## Soal tertulis A
Menurut makalah tentang jual beli salam dan ijon, hal apa saja yang dibahasnya tentang jual beli? Sebutkan semuanya.
## Soal tertulis B
Salin baris-baris dalam catatan, bukan dalam makalah. Mulailah dari baris yang memuat "TARGET: the windmill blade" dan berhentilah pada baris terakhir catatan. Kedua baris ujung itu ikut disalin.

## Teks yang ditampilkan
===============

MAKALAH JUAL BELI SALAM DAN IJON



BAB I
PENDAHULUAN

A.    Latar Belakang
Istilah jual beli syar’i seperti jual beli salam dan ijon pada saat ini mulai membumi seiring dengan perkembangan perbankan syariah dan lembaga-lembaga keuangan syariah. Akan tetapi banyak pertanyaan mengenai hakikat jual beli Islam, dan banyak pula yang menyampaikannya dengan tidak benar. Oleh karena itu, perlu pengkajian yang lebih mendalam mengenai jual beli dalam Islam dengan mengaitkannya dengan hadis-hadis yang ada.
Makalah ini membahas mengenai hadis jual beli, karakteristik, pengertian serta penjelasan yang dengan harapan dapat mencerahkan kaum muslimin tentang jual beli dalam Islam.

B.     Rumusan Masalah
1.      Apakah yang dimaksud dengan jual beli salam?
2.      Apakah yang dimaksud dengan jual beli ijon?
3.      Bagaimana hukum jual beli salam dan ijon?

===============

Cuplikan dataset anotasi lokasi
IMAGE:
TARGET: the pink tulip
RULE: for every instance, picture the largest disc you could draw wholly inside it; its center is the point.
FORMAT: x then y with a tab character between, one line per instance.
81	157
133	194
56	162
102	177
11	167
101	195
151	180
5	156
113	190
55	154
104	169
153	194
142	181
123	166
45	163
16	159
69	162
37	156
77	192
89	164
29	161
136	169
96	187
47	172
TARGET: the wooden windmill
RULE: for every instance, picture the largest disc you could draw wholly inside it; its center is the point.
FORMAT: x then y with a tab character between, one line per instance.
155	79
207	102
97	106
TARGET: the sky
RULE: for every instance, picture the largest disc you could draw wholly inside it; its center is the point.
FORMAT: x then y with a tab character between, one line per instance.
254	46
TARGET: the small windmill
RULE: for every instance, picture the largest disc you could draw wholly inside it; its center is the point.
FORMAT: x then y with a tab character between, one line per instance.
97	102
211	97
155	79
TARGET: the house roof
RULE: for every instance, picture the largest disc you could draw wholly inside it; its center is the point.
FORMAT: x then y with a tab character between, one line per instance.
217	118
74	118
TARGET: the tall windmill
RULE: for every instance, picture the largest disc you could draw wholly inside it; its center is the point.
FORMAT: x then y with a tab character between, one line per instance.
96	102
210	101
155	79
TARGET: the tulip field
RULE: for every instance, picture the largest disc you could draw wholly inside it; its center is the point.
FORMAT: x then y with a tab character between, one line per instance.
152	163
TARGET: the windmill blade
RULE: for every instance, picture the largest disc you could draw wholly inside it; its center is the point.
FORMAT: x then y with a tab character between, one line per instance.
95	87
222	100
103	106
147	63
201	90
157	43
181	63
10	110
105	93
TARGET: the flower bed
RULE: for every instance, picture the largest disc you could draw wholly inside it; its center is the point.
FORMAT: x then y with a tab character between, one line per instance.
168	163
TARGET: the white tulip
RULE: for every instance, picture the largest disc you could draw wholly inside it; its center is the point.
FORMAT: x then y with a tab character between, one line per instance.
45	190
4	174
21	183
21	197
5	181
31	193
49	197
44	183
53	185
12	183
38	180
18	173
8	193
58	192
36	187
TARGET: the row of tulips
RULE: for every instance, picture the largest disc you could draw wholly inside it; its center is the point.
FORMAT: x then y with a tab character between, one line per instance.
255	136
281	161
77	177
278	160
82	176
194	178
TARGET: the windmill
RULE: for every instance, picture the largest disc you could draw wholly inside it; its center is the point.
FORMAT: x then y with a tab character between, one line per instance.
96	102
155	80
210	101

===============

## Jawaban akhir A
Hadis jual beli, karakteristik, pengertian, dan penjelasan.

## Jawaban akhir B
TARGET: the windmill blade
RULE: for every instance, picture the largest disc you could draw wholly inside it; its center is the point.
FORMAT: x then y with a tab character between, one line per instance.
95	87
222	100
103	106
147	63
201	90
157	43
181	63
10	110
105	93
TARGET: the flower bed
RULE: for every instance, picture the largest disc you could draw wholly inside it; its center is the point.
FORMAT: x then y with a tab character between, one line per instance.
168	163
TARGET: the white tulip
RULE: for every instance, picture the largest disc you could draw wholly inside it; its center is the point.
FORMAT: x then y with a tab character between, one line per instance.
45	190
4	174
21	183
21	197
5	181
31	193
49	197
44	183
53	185
12	183
38	180
18	173
8	193
58	192
36	187
TARGET: the row of tulips
RULE: for every instance, picture the largest disc you could draw wholly inside it; its center is the point.
FORMAT: x then y with a tab character between, one line per instance.
255	136
281	161
77	177
278	160
82	176
194	178
TARGET: the windmill
RULE: for every instance, picture the largest disc you could draw wholly inside it; its center is the point.
FORMAT: x then y with a tab character between, one line per instance.
96	102
155	80
210	101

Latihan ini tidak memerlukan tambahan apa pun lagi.